- Problem description
Output the material below in its entirety, exactly as given.
═════ Data ═════
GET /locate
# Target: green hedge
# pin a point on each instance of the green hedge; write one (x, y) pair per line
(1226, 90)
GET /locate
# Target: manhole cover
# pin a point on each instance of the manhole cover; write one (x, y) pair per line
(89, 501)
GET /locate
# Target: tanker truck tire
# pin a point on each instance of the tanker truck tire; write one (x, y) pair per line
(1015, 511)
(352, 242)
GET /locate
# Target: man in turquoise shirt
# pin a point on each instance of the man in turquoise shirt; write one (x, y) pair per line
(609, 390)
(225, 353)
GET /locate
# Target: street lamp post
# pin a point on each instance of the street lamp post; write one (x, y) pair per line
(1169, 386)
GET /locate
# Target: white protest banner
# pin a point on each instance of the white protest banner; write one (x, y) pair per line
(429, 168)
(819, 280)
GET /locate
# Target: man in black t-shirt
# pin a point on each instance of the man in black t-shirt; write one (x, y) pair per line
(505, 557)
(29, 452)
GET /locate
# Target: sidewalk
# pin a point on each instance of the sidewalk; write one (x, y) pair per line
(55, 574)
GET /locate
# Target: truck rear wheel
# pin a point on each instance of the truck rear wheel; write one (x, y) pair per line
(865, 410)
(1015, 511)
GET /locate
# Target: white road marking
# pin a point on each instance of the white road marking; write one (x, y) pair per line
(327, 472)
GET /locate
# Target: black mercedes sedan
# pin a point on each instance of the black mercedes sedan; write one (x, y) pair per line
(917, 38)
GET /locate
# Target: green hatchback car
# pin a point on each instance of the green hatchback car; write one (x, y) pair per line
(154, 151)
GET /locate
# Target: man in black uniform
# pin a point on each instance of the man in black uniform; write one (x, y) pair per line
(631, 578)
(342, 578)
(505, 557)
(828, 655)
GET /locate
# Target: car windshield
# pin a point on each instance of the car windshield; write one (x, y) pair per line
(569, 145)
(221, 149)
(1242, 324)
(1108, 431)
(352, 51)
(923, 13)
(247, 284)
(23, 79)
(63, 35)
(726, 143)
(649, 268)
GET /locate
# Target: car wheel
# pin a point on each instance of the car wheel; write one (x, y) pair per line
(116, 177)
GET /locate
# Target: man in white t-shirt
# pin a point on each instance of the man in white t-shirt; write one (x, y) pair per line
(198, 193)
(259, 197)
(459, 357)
═════
- Finished task
GET /locate
# Target: green hedge
# pin a point on each instance of the green hedge; write one (x, y) pair per line
(1226, 90)
GET /locate
# Target: manhole cover
# pin a point on each instance of the manhole cover; write one (x, y) pair per line
(89, 501)
GET /locate
# Target: tanker truck tire
# pin a point on each instance of the tanker truck tire; write one (x, y) pair per line
(1015, 511)
(352, 242)
GET /locate
# Target: man in turquoise shirt
# pin a point on each instance of the man in turquoise shirt; write one (x, y) pair per line
(609, 390)
(225, 353)
GET /locate
# Target: street lamp post
# pin a point on each instance of the street lamp post; write one (x, y) pair per line
(1169, 386)
GET /locate
# Target: white protest banner
# pin a point on each instance of the white protest banner; write one (x, y) pair per line
(429, 168)
(819, 280)
GET /locate
# Target: man in black t-shirt
# pin a point on each instance of the man in black t-shirt; write one (x, y) pair per line
(505, 557)
(29, 452)
GET /locate
# Target: sidewalk
# pin a point on each instance of the sidewalk; write one (x, y) pair per line
(55, 574)
GET /locate
# Target: truck rear wheel
# pin a point on each instance of the truck rear wheel; write one (x, y) pair per line
(865, 410)
(1015, 511)
GET /locate
# Target: white road marking
# pin a point on each instance of the white road marking; write one (x, y) pair per line
(327, 472)
GET /locate
# Target: black mercedes sedan
# pin a point on each instance of the black mercedes sedan; write one (x, y) pair per line
(917, 38)
GET /locate
# Target: green hatchback car
# pin a point on each instance of the green hatchback car; write one (x, y) pair per line
(154, 151)
GET /locate
# Target: man in black uniform
# pin a point on each instance of the man in black uniform; write one (x, y) pair per line
(631, 578)
(342, 578)
(505, 557)
(828, 655)
GET /locate
# Target: car windshield
# pin a point on each instance of the car windshield; write one (x, y) pair per line
(569, 145)
(221, 149)
(1242, 324)
(1108, 431)
(352, 51)
(923, 13)
(247, 284)
(23, 79)
(63, 35)
(726, 143)
(649, 268)
GET /locate
# Target: car wheel
# pin a point on each instance of the car wheel; write one (x, y) pair per line
(116, 177)
GET /locate
# Target: man in white t-shirt
# pin a point on each instance of the man in white t-shirt; write one (x, y) pair per line
(198, 193)
(259, 197)
(459, 357)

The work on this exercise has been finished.